DIRECTIONS - Within this material, how many lines include the word "form"? Answer with a number and nothing more.

SUPPLIED MATERIAL -
== Segment start ==

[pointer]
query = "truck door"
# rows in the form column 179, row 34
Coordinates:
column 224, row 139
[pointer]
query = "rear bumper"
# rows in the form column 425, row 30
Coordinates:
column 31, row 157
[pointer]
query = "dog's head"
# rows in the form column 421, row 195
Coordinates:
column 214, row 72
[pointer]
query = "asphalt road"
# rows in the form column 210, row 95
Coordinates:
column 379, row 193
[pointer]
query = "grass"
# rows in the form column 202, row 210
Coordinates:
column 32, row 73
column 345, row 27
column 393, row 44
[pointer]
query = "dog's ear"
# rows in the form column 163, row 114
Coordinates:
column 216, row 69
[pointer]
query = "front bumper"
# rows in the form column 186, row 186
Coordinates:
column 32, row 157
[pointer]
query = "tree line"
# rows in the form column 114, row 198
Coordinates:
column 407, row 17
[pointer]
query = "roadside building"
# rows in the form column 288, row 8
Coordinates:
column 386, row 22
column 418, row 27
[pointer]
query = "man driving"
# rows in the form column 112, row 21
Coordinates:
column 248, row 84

== Segment end ==

YOUR SOLUTION - 10